Text:
Banking can’t just be a service for elites, President Paul Kagame has said.  He made the remarks while speaking at the 14th Annual Banking and Finance Conference in Nigeria that he attended virtually.

Running under the theme, ‘’Economic Recovery, Inclusion and Transformation: The Role of Banking and Finance’’, the two-day conference will aim at the need to reposition the Finance and Banking sector as a catalyst for Economic recovery, transformation and inclusive growth.

In his remarks, he noted how the Covid pandemic has affected every aspect of Africa’s economies but at the same time also presents an opportunity for African banks to play a leading role in making societies more resilient and more responsive to the needs of Africans.

‘’Whatever affects business, affects banking. Financial services are the engine of private sector development. Banks are crucial for allocating capital wisely and productively,’’ he further added.

President Kagame noted that, in order to stay competitive, there is need to keep integrating new technology into banking to increase financial inclusion and access as banking can’t just be a service of elites.

He also went ahead to reemphasize what he has always said when it comes to African states always depending on the West and other countries for support. ‘’Indeed, Africa has the resources to fund its own economic growth and reduce dependence on external resources,’’ he said.

Information provided:
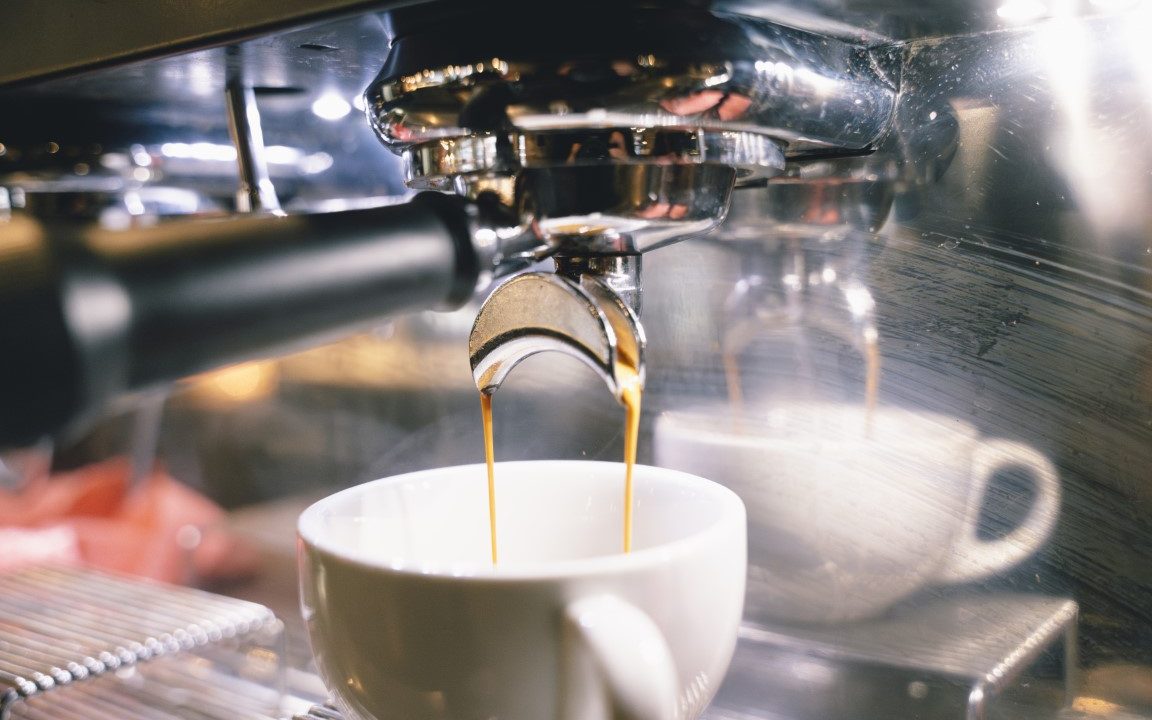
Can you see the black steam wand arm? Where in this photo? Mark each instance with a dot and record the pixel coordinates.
(90, 315)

Tasks to carry out:
1) Reproduce verbatim the stretch of the article on banking from "Running under the" through "he further added.".
2) According to the article on banking, the conference aims to reposition the finance and banking sector as a catalyst for which things? List them all.

Answers by item number:
1)
Running under the theme, ‘’Economic Recovery, Inclusion and Transformation: The Role of Banking and Finance’’, the two-day conference will aim at the need to reposition the Finance and Banking sector as a catalyst for Economic recovery, transformation and inclusive growth.

In his remarks, he noted how the Covid pandemic has affected every aspect of Africa’s economies but at the same time also presents an opportunity for African banks to play a leading role in making societies more resilient and more responsive to the needs of Africans.

‘’Whatever affects business, affects banking. Financial services are the engine of private sector development. Banks are crucial for allocating capital wisely and productively,’’ he further added.

2)
- Economic recovery
- Transformation
- Inclusive growth